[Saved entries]
-.-.-

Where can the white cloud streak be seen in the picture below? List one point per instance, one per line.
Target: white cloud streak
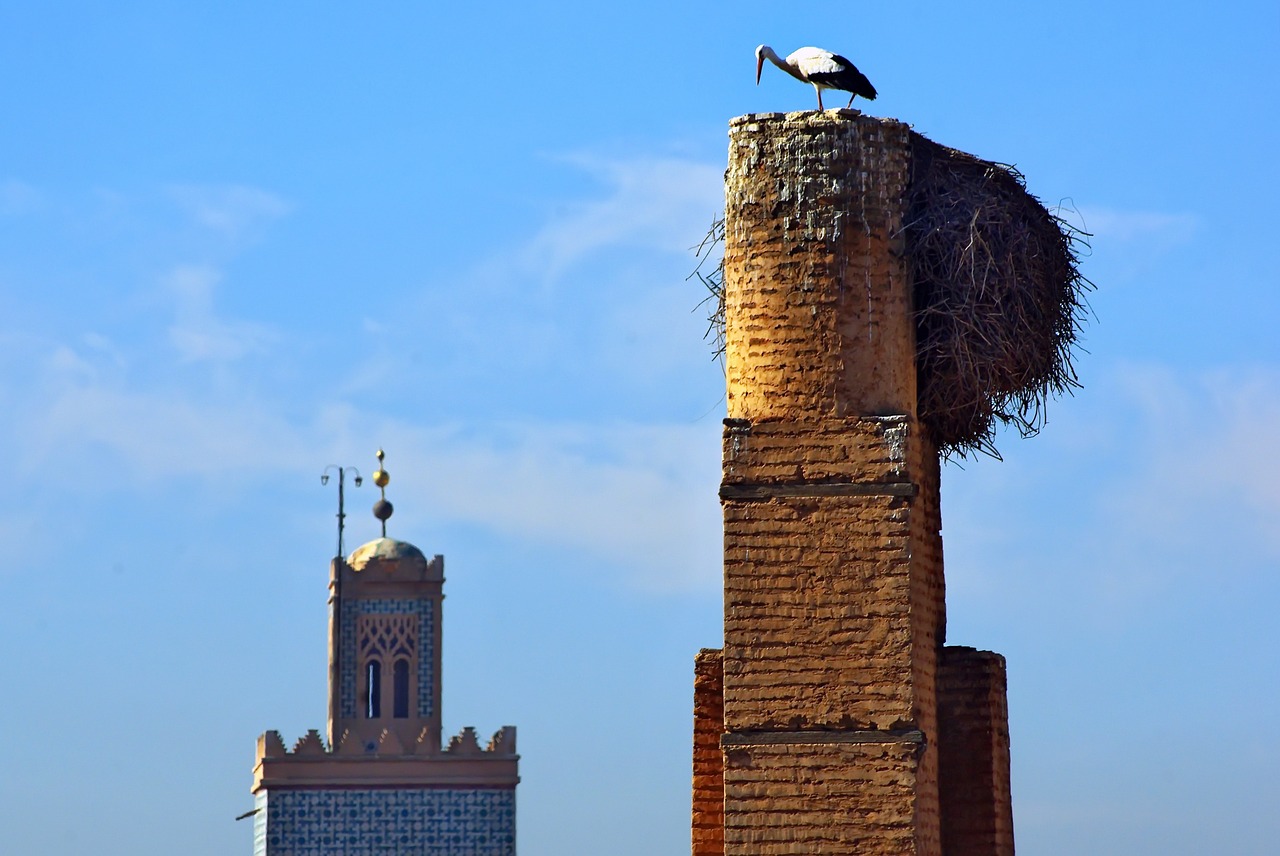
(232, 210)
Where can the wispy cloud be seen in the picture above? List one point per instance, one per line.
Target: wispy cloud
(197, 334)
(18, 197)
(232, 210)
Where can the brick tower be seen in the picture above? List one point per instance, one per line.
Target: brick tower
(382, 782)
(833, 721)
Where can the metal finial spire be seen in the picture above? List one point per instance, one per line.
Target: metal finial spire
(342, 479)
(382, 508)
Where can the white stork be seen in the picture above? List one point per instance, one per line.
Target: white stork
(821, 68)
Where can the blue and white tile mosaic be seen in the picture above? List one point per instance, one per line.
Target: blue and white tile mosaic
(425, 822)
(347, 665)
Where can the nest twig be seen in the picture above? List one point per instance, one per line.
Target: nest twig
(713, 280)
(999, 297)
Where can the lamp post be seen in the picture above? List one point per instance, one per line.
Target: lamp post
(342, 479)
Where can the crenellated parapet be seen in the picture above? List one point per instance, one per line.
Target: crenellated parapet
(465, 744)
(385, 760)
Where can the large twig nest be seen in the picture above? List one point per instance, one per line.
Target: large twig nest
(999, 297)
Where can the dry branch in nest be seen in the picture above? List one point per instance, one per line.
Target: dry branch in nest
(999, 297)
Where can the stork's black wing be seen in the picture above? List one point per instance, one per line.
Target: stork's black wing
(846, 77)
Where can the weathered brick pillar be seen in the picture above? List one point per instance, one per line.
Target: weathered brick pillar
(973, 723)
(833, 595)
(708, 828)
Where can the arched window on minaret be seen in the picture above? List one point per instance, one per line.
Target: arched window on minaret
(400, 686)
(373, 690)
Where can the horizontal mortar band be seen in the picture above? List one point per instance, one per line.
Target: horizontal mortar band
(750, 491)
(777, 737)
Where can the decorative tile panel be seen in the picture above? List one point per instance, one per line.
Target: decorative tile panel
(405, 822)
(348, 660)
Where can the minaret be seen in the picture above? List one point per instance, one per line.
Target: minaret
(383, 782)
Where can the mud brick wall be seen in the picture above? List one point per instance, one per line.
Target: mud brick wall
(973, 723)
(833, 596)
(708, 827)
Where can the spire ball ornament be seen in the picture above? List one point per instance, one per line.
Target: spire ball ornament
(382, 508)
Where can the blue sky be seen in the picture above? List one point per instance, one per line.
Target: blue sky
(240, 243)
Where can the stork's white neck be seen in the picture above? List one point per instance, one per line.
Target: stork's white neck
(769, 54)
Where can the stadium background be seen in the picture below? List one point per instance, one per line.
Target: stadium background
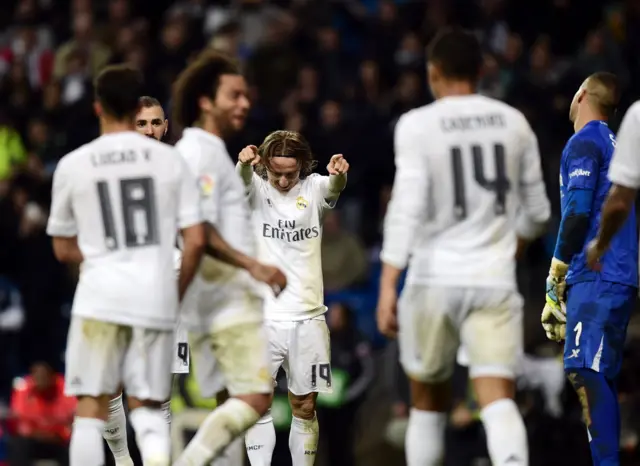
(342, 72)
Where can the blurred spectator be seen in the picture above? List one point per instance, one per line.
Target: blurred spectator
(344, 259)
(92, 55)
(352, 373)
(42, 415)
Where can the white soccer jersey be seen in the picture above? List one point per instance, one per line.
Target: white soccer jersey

-.-.-

### Activity:
Please reproduce the records above exactly and leave any picture behind.

### Task response:
Where can the white cloud streak be seen in the picture below? List one point per instance, one per line.
Target: white cloud streak
(232, 210)
Where can the wispy cloud be seen in the picture above? List one point per instance, one per line.
Target: wispy cloud
(197, 334)
(18, 197)
(232, 210)
Where can the brick tower be seen in the picture above? List one point per instance, one per line.
Target: brick tower
(382, 782)
(833, 721)
Where can the metal finial spire be seen in the picture above? List one point per instance, one per line.
Target: metal finial spire
(342, 479)
(382, 508)
Where can the white stork be seen in the picture above? List one point per instance, one per line.
Target: white stork
(821, 68)
Where can the blue and white tile mosaic be seen in the picture above? List one point per instance, one per line.
Target: blue and white tile mosaic
(425, 822)
(347, 665)
Where can the nest twig be seen in the picture above? List one point per instance, one per line.
Target: nest twig
(713, 280)
(999, 297)
Where can the lamp post be seen in the picture above? List one point per instance, one per line.
Target: lamp post
(342, 479)
Where can the crenellated parapet be seen in the picture above? List one point per instance, one per line.
Target: crenellated parapet
(465, 744)
(385, 760)
Where can the large twig nest be seen in the picture above? List one point per instance, one per line.
Target: large twig nest
(999, 297)
Where can the dry branch in nest be seen in the picture above? List one point per instance, one per line.
Target: dry branch in nest
(999, 297)
Where can the stork's black wing be seen in the picture above? List one point per instance, one per line.
Target: stork's black wing
(846, 77)
Where can the weathered brick pillar be seen in the picture above? List one point per instance, one per line.
Target: weathered brick pillar
(973, 723)
(833, 595)
(708, 828)
Where can the arched window on minaret be seen in the picture above? List one point per instance, one per line.
Target: arched window on minaret
(400, 686)
(373, 690)
Where can the horizontal mortar band be seen in the picture above? List one point per instance, one per line.
Target: horizontal mortar band
(750, 491)
(777, 737)
Where can the decorative tile panel be seen in the picture above? List one point per instance, one per line.
Target: decorative tile panel
(405, 822)
(348, 660)
Where can the minaret be seen in the picture above? List one point per instance, one per line.
Target: minaret
(383, 782)
Where can the mud brick wall be seen in the picture above? List one point per instance, one per line.
Target: mud brick wall
(973, 723)
(833, 596)
(708, 827)
Where can the spire ball ornament be seen in the picture above? List one point per instance, one per line.
Target: spire ball ornament
(382, 508)
Where can the blue sky be seen in the picture above? List one point per instance, one per line.
Target: blue sky
(240, 243)
Where can the stork's white neck be seen in the picture above? List one point per instance, one per line.
Target: stork's white neck
(769, 54)
Where can the stadium background be seen in the picture below? List one point per instance, one per line.
Target: stadium background
(342, 72)
Where can the blurred spectator be seen in the picture above? List one point per instance, one per line.
Target: blurred spectator
(344, 259)
(92, 55)
(352, 373)
(42, 415)
Where can the white soccer jersey be seen in the picture above? List one point per instance, one per line.
Target: white soccer jersey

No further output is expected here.